Fact or Fiction? Fred Jones will average over 10 ppg with all of the players back?


----------



## TheNap (Aug 23, 2005)

big pacer 20 said:


> Fact.
> Fact or Fiction? Fred Jones will average over 10 ppg with all of the players back?


Fiction - too many options even on the bench (I also don't see Jack outscoring Harrington for this reason).


Fact or Fiction? Besides Bender, a Pacer will miss 10+ games due to injury (not coaches decision)?


----------



## MillerTime (Jul 6, 2003)

Fact. Tinsley will miss atleast 10 games with an injury.

Fact of Fiction, Isiah Thomas' and Larry Brown's New York Knicks will be a top 4 team in the east?


----------



## PaCeRhOLiC (May 22, 2005)

Fiction....
NY is at least 2 years from being decent let alone be a top 4 team......


Fact or Fiction....
J.O. will have the most game winning shots on our team.......










*Go PaCeRs!!!!!!!*


----------



## STUCKEY! (Aug 31, 2005)

Fiction Stephen Jackson will have the most
F/F The pacers and the pistons will get into another fight but not a major one


----------



## TheNap (Aug 23, 2005)

SHEED! said:


> Fiction Stephen Jackson will have the most
> F/F The pacers and the pistons will get into another fight but not a major one


Fiction, by the time they play it might not even matter.


F or F - The Pacers will finish 5 wins or more ahead of the Pistons in the regular season.


----------



## Pnack (Aug 23, 2005)

fact..as long as they stay healthy and play to their ability

ron artest will win defensive player of the year?


----------



## Gonzo (Oct 14, 2004)

Fiction. Stern will find some way to take it away from him.

Fact or Fiction, David Harrison will average over 15 mpg.


----------



## MillerTime (Jul 6, 2003)

Fiction. With O'Neal back for the whole season, it will mean Harrison doesn't get to play too many games in big time. If O'Neal stays healthy, Harrison won't. 

Fact or Fiction, Harrison will play atleast 5 games for the Tulsa 66ers?


----------



## PaCeRhOLiC (May 22, 2005)

Fiction...
I don't think so...

Fact or Fiction...
Indiana will have at least 3 players in the All-Star weekend....


*Go PaCeRs!!!!*


----------



## StephenJackson (Oct 28, 2004)

■ Data provided
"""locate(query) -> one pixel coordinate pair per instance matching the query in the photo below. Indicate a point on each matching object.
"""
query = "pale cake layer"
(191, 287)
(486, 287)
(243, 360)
--
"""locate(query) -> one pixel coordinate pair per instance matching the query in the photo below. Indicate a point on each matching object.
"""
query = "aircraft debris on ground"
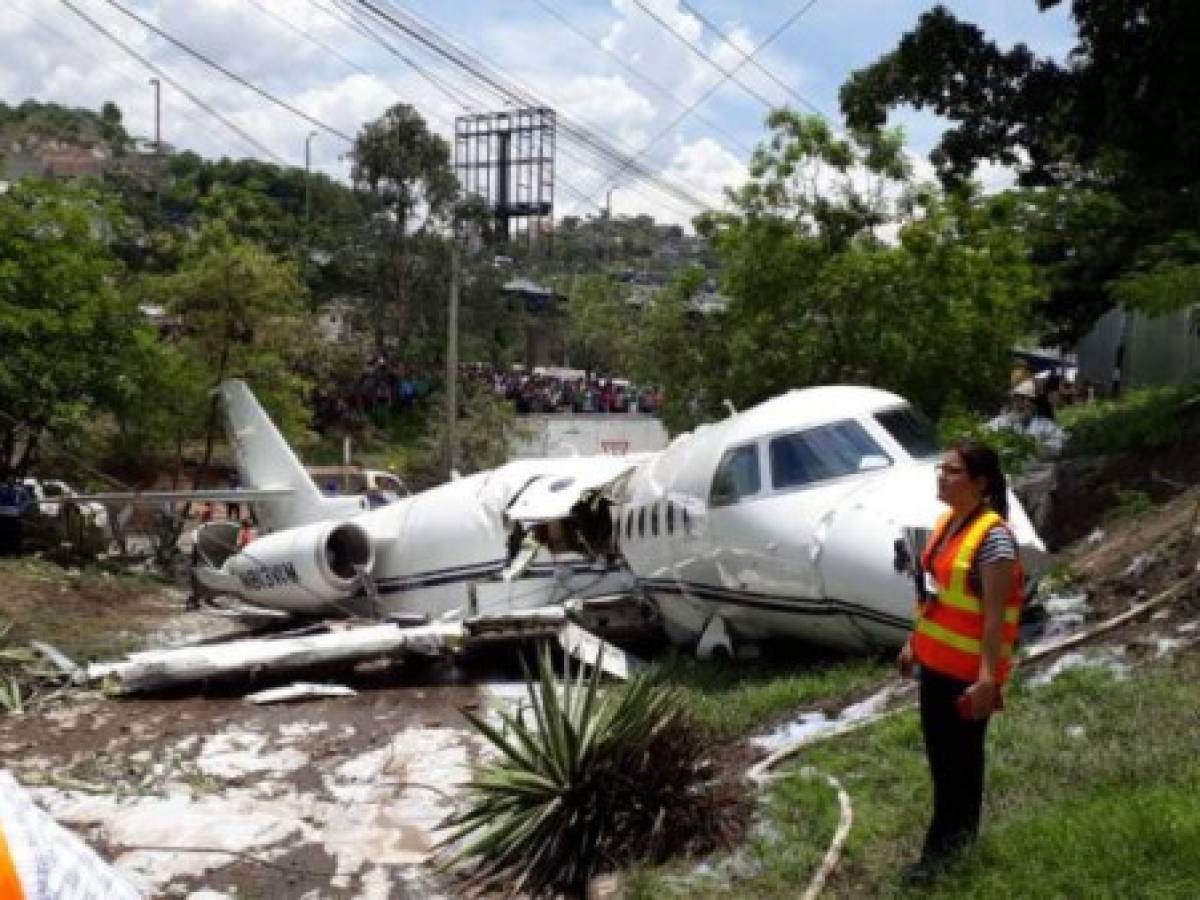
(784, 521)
...
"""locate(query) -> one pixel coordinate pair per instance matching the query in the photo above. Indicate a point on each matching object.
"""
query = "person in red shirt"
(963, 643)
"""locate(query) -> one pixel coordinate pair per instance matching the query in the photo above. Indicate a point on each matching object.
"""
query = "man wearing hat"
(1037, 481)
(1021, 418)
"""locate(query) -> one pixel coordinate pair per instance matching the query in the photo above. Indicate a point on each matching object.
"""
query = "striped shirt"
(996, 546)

■ Exercise set
(a) Copy the stretch of the Pacers fact-or-fiction thread from "Fiction - too" through "with an injury.", word for word.
(b) Continue the Pacers fact-or-fiction thread from the point where it stops.

■ Task-by-task outputs
(a)
Fiction - too many options even on the bench (I also don't see Jack outscoring Harrington for this reason).


Fact or Fiction? Besides Bender, a Pacer will miss 10+ games due to injury (not coaches decision)?


----------



## MillerTime (Jul 6, 2003)

Fact. Tinsley will miss atleast 10 games with an injury.

(b)
Fact: Two in the All-Star game(JO and Ronnie). Two in the rookie-soph challenge(Saras and Granger).


----------



## jermaine7fan (Aug 19, 2005)

StephenJackson said:


> Fact: Two in the All-Star game(JO and Ronnie). Two in the rookie-soph challenge(Saras and Granger).


You forgot to ask a fact or fiction... I'll pick it up for you... I don't know if this one has been done yet...

Fact or Fiction...
Bender will play at least 40 games this season.


----------



## StephenJackson (Oct 28, 2004)

Fact. (thanks for picking up my slack haha)

Fact or Fiction: JB will score 30 points in a game this season.


----------



## jermaine7fan (Aug 19, 2005)

StephenJackson said:


> Fact. (thanks for picking up my slack haha)
> 
> Fact or Fiction: JB will score 30 points in a game this season.


Fiction... close call for me though... I think he will come close if he doesn't.

Fact or Fiction...
David Harrison will play in the Rookie/Sophomore game...


----------



## PaCeRhOLiC (May 22, 2005)

Fact...
Harrison will not only play in that game, but he will also develop into a decent contributor...



Fact or Fiction....
Indiana will have the most sold out games in the NBA......



*Go PaCeRs!!!!!!!!!*


----------



## Air Fly (Apr 19, 2005)

PaCeRhOLiC said:


> Fact...
> Harrison will not only play in that game, but he will also develop into a decent contributor...
> 
> 
> ...


Fiction! cuz Miller is gone now! he used to draw lots of fans and everybody used to love him, even none Pacer fans including me.

Fact or Fiction:
Jermaine Oneal will be named to all nba first team.


----------



## Grangerx33 (Mar 9, 2004)

Air Fly said:


> Fiction! cuz Miller is gone now! he used to draw lots of fans and everybody used to love him, even none Pacer fans including me.
> 
> Fact or Fiction:
> Jermaine Oneal will be named to all nba first team.


Fiction, hes good, one of best in league, but in shadow of TD.

F/F Foster gets more recognition? (didn't check to see if asked yet)


----------



## rock747 (Aug 3, 2004)

Fiction- He'll never get recognition, just not that type of player.

Fact or Fiction- Ron Artest has his best year ever behavior wise.


----------



## PaCeRhOLiC (May 22, 2005)

Fact..
Believe me Ron Ron has learned his lesson, I seriously doubt that he'll want to risk losing any more playing time...

Fact or Fiction....
At least one of our guys will win some kind of award....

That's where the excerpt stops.